Report every line of the material below that contains the word "person", copying each such line in full.
##### RECORDS SUPPLIED #####
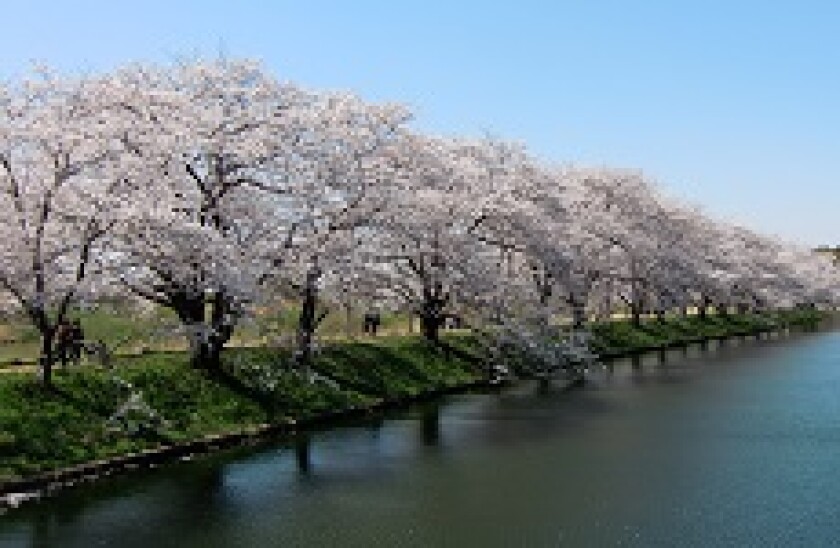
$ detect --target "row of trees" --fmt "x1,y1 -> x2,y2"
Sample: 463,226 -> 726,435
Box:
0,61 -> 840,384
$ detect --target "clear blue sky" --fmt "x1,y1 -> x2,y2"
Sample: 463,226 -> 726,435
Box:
#####
##### RECORDS SUPPLIED #####
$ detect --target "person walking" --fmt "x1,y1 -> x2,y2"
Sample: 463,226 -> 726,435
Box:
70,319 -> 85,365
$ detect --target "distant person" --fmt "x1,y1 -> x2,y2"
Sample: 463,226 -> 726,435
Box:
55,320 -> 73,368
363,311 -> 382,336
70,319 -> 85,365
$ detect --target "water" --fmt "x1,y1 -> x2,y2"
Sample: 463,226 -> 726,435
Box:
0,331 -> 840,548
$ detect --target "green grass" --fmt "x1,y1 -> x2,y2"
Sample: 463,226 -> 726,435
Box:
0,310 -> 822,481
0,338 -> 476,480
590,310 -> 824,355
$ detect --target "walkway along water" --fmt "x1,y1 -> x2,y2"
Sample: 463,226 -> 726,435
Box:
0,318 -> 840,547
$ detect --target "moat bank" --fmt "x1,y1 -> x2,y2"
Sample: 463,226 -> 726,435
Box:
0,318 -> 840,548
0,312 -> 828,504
#####
THE SOLUTION:
$ detect --target "person walking" --fmt "x1,y1 -> x2,y2"
$ detect --target "distant person" --fmt "x1,y1 -> x2,y2"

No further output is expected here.